--- What the exercise asks ---
Show each line of the items below that contains the string "list". Treat uppercase and lowercase as different.

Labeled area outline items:

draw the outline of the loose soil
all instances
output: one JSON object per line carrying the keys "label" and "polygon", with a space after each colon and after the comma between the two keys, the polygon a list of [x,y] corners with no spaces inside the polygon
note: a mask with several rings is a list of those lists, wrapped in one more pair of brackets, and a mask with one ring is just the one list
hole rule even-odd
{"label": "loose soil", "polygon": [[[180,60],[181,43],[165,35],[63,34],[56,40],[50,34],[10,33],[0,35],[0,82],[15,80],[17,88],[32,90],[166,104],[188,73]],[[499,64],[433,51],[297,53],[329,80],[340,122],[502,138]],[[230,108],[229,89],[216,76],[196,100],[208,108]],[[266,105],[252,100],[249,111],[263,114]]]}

--- Result ---
output: one JSON object per line carrying the keys "label" and "polygon", with a space after each colon and after the comma between the two keys, the polygon a list of [x,y] corners with no spaces inside the polygon
note: a mask with several rings is a list of those lists, wrapped in one more pair of brackets, and a mask with one ring is just the one list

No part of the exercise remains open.